Collection entries
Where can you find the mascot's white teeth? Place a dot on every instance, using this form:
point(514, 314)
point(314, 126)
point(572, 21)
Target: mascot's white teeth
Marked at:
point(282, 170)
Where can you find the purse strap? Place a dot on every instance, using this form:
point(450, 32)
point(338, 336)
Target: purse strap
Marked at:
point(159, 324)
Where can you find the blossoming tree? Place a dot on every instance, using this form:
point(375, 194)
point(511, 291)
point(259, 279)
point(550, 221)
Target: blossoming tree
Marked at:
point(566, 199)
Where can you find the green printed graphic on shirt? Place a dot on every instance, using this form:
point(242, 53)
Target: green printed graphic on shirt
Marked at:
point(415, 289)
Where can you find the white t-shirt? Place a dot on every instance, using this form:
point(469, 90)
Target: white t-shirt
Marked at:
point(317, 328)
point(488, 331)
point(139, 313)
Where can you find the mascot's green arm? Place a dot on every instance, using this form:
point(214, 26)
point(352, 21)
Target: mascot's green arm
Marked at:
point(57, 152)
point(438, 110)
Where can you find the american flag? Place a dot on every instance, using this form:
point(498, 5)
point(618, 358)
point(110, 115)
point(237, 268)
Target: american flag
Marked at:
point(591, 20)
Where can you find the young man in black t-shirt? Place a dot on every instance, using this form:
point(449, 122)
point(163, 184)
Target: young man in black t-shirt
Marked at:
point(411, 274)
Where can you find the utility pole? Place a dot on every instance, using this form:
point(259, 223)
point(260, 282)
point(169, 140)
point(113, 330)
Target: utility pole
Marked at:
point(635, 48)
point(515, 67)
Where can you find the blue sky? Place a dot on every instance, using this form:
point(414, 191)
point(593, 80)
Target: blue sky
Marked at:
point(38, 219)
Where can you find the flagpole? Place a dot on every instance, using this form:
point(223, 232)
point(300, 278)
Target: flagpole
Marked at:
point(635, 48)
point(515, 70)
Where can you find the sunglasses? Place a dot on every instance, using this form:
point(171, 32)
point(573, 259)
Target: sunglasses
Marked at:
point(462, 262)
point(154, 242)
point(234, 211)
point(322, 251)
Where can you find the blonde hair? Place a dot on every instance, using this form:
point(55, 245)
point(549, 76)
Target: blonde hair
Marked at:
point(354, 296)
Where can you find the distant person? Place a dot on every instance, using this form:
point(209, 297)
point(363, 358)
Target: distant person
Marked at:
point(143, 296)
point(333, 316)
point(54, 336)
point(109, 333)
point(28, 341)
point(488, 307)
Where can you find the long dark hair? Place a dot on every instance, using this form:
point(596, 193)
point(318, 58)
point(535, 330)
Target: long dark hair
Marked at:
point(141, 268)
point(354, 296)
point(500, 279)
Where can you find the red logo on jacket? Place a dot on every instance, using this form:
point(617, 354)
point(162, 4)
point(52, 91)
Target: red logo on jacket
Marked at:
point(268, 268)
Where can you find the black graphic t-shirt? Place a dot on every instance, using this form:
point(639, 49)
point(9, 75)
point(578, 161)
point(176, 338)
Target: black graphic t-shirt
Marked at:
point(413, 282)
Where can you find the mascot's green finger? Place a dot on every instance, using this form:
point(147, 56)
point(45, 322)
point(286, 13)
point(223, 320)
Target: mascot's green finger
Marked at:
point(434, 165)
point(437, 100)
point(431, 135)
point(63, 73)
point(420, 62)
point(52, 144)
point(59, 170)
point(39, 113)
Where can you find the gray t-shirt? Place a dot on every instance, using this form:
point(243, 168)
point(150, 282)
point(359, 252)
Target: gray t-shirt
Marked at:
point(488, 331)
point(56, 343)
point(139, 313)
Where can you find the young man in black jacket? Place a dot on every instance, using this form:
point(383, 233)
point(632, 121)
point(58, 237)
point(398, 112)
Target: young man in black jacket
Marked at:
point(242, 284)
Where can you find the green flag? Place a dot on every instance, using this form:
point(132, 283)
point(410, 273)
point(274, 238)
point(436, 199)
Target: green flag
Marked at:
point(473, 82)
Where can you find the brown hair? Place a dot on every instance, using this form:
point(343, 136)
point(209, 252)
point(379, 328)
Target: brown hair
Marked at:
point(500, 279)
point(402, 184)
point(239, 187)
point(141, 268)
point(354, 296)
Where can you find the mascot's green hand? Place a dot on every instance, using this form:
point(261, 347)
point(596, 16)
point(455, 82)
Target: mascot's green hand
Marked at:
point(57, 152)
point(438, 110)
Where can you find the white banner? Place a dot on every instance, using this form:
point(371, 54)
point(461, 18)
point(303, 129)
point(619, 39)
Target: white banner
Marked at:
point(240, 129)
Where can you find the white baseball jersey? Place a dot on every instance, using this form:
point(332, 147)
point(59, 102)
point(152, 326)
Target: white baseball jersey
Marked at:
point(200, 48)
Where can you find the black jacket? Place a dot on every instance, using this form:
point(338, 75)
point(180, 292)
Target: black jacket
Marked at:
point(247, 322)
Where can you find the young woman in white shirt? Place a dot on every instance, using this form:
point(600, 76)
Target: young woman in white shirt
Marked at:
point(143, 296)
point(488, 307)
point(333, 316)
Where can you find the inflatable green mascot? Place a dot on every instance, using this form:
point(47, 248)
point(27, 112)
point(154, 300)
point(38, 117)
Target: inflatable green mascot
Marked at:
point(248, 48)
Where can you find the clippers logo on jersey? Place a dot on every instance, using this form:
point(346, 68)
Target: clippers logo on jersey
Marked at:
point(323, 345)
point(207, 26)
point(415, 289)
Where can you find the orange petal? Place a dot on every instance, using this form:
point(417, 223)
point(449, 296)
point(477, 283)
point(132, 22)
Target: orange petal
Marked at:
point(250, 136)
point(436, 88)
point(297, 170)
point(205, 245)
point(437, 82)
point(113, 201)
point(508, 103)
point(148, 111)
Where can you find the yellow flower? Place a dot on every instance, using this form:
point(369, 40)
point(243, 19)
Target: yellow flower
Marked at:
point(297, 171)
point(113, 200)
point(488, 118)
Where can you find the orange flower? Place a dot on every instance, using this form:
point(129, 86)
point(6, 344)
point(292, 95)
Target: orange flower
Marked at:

## Task goal:
Up to and including the line with "point(259, 223)", restate the records above word for word from the very first line.

## Written solution:
Where can you find the mascot's white teeth? Place a dot on every instance, using this form:
point(514, 314)
point(314, 126)
point(572, 21)
Target: mascot's white teeth
Marked at:
point(282, 170)
Where can you find the purse strap? Place a dot on every instance, using this form:
point(450, 32)
point(338, 336)
Target: purse strap
Marked at:
point(159, 324)
Where can you find the blossoming tree? Place a dot on every instance, using this form:
point(375, 194)
point(511, 291)
point(259, 279)
point(550, 221)
Target: blossoming tree
Marked at:
point(566, 199)
Where can you find the green printed graphic on shirt? Place a dot on every instance, using this form:
point(242, 53)
Target: green printed graphic on shirt
Marked at:
point(415, 289)
Where can you find the white t-shirt? Place a dot on every instance, using this form:
point(469, 90)
Target: white t-shirt
Marked at:
point(317, 328)
point(488, 331)
point(139, 313)
Where can you find the mascot's green arm? Place a dot on every instance, using this form:
point(214, 26)
point(352, 21)
Target: mascot's green arm
Marked at:
point(57, 152)
point(438, 110)
Where can you find the american flag? Place a dot on every instance, using this form:
point(498, 5)
point(618, 358)
point(110, 115)
point(237, 268)
Target: american flag
Marked at:
point(591, 20)
Where can you find the young man in black t-shirt? Place a dot on every instance, using this form:
point(449, 122)
point(163, 184)
Target: young man in black t-shirt
Marked at:
point(411, 274)
Where can you find the utility pole? Place a dot on every instance, using this form:
point(259, 223)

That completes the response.